___ DATA IN THIS EXERCISE ___

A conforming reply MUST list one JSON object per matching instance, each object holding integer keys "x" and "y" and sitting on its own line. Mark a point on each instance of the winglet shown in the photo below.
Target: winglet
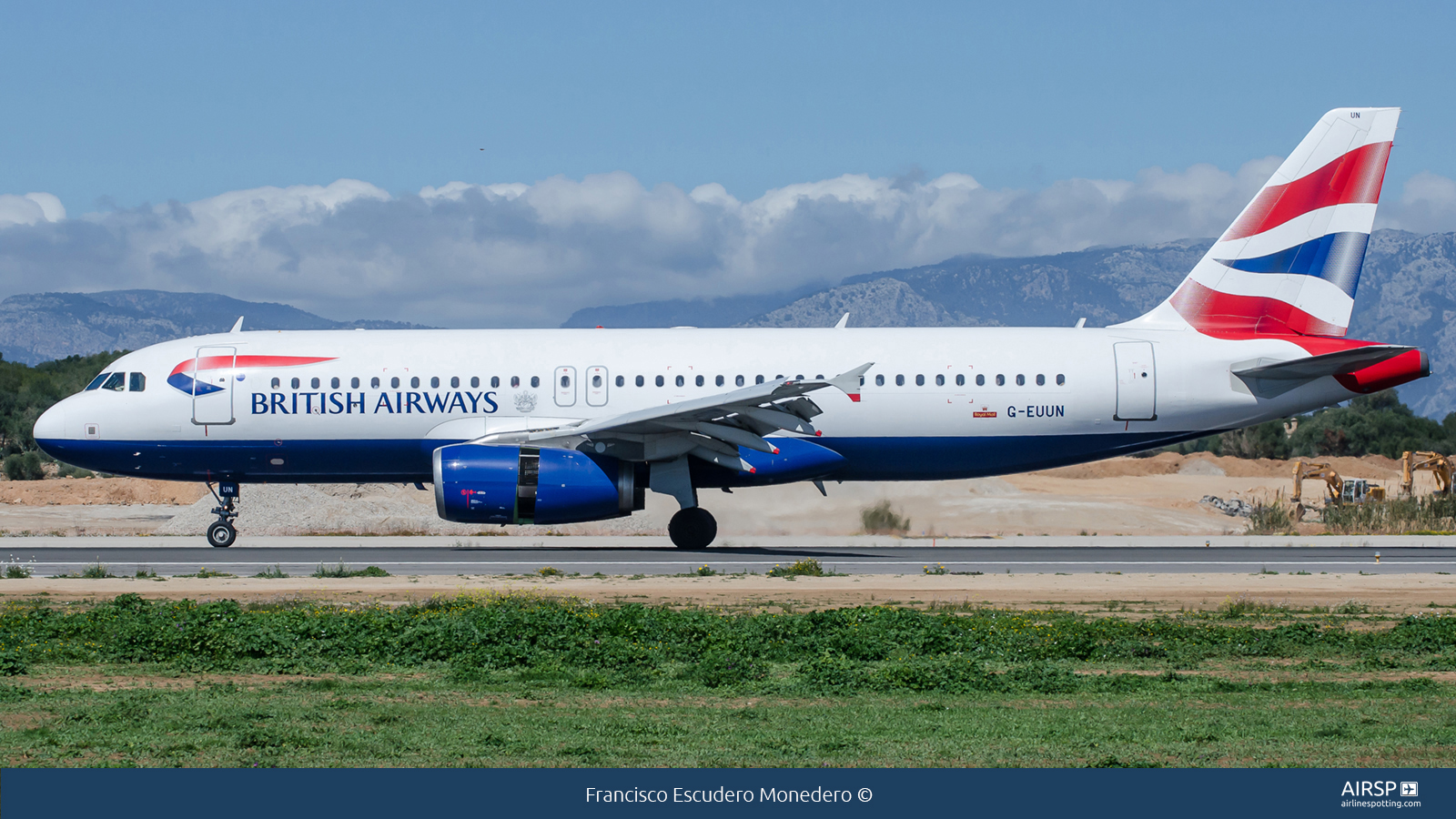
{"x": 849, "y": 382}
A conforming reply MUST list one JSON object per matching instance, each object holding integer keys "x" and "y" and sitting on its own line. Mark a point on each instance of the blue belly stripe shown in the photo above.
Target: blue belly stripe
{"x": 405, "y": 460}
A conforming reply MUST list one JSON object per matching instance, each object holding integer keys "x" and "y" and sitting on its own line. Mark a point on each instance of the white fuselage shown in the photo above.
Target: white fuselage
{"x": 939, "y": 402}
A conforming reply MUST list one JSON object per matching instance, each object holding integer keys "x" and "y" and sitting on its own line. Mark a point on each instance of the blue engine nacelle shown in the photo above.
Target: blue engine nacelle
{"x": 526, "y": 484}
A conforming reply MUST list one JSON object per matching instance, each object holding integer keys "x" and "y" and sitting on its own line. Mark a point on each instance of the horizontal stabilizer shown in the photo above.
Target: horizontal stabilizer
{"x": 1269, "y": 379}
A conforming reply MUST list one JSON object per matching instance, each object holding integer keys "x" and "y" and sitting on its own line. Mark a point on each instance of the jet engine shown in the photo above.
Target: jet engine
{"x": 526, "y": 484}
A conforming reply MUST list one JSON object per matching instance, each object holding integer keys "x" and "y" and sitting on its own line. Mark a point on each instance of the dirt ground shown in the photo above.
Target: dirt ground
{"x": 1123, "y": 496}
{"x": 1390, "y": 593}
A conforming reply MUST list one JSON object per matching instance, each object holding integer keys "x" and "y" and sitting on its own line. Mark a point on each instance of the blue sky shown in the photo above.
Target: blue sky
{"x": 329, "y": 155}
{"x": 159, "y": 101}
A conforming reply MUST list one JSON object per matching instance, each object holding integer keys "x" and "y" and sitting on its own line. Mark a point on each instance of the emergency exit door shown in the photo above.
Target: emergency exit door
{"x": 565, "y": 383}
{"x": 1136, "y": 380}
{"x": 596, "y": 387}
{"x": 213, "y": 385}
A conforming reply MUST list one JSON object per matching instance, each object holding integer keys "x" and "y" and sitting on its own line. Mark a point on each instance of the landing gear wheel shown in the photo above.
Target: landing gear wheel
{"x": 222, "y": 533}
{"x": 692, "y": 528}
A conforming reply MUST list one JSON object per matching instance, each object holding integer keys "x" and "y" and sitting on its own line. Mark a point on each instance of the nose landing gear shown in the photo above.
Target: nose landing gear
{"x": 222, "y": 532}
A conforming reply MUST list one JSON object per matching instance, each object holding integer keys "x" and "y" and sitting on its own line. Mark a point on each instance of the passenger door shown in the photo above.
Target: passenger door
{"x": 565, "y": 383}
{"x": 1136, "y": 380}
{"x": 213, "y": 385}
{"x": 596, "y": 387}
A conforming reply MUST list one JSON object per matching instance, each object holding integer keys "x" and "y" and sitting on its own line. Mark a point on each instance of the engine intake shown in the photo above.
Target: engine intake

___

*EXERCISE AIM:*
Render the material above as a JSON list of strings with one string per line. Skip blank lines and leave out the pictures.

*COMPLETE RESPONSE:*
[
  "A conforming reply MUST list one JSON object per matching instance, each object holding integer keys \"x\" and \"y\" and sitting on its own line. Mark a point on each instance of the winglet shown in the photo below.",
  "Target: winglet",
  "{\"x\": 849, \"y\": 382}",
  "A conforming reply MUST list one JSON object per matching instance, each object holding integer keys \"x\" and \"y\" and sitting on its own line. Mark a point on each instance of the blue belly stripe shown in the photo above.",
  "Target: blue belly stripe",
  "{\"x\": 405, \"y\": 460}",
  "A conforming reply MUST list one JSON object per matching instance, each object holding integer keys \"x\" and \"y\" and sitting on its own line. Mark a point on each instance of the white fuselage shown in the photo above.",
  "Target: white fuselage",
  "{\"x\": 939, \"y\": 402}",
  "A conforming reply MUST list one JSON object per matching instance, each object holding integer keys \"x\" and \"y\" and sitting on its own line. Mark a point on each instance of the blue engine nacelle shown in the photo above.",
  "Target: blue engine nacelle",
  "{\"x\": 526, \"y\": 484}",
  "A conforming reply MUST list one JSON object per matching instance, each object holding integer keys \"x\" and \"y\" and sitting on its own line. Mark a point on each instance of the horizontal stabilizer shown in the photo above.",
  "Target: horizontal stabilizer",
  "{\"x\": 1269, \"y\": 379}",
  "A conforming reply MUST list one JSON object per matching instance, each object holding integer keys \"x\" and \"y\" and sitting on its own line. Mark a point on each instance of the jet engine shown in the photo above.",
  "Target: jet engine",
  "{\"x\": 526, \"y\": 484}",
  "A conforming reply MUST list one JSON object per matching instance, each object holding integer keys \"x\" and \"y\" and sitting on its own line. Mark a point on each instance of the dirt ground shown in the photo above.",
  "Target: dirt ground",
  "{\"x\": 1123, \"y\": 496}",
  "{\"x\": 1390, \"y\": 593}",
  "A conforming reply MUST list one JSON object per matching instance, each object holding integer keys \"x\" and \"y\" and sitting on its own line. Mark a point on each instance of the blue sky shown in the photo above.",
  "Target: blue sky",
  "{\"x\": 329, \"y\": 155}",
  "{\"x\": 159, \"y\": 101}",
  "A conforming reply MUST list one JSON object per matching instance, each object holding integer keys \"x\" and \"y\" and sitting on its own line. Mark a point on each instance of the emergency exit door shown in the photo above.",
  "Target: emergency exit door",
  "{\"x\": 565, \"y\": 383}",
  "{\"x\": 1136, \"y\": 380}",
  "{\"x\": 596, \"y\": 387}",
  "{\"x\": 213, \"y\": 385}",
  "A conforming reply MUST list one JSON object per matching instance, each object holding integer keys \"x\" and \"y\" and sitting on its own line. Mark a point on each instance of the landing gear wheel shown in the photo above.",
  "Target: landing gear wheel",
  "{\"x\": 222, \"y\": 533}",
  "{\"x\": 692, \"y\": 528}",
  "A conforming reply MUST list one JSON object per matching instance, each object holding integer keys \"x\" and \"y\" and sitting on its own line. Mark a point on each instance of the nose landing gear shown in the photo above.",
  "Target: nose landing gear",
  "{\"x\": 222, \"y\": 532}",
  "A conforming reply MUST list one JSON object per matching instance, each object holding integer keys \"x\" and \"y\" and sitting on its own line. Mark a point on each instance of the passenger door shown in the photo above.",
  "Target: passenger door",
  "{\"x\": 565, \"y\": 383}",
  "{\"x\": 1136, \"y\": 380}",
  "{\"x\": 213, \"y\": 385}",
  "{\"x\": 596, \"y\": 387}",
  "A conforming reply MUST list one JSON object per matching instance, each object holding integer keys \"x\" and \"y\" and sitting on its own line. Mark a point on each instance of the engine intake shown in the photo above.",
  "Target: engine intake"
]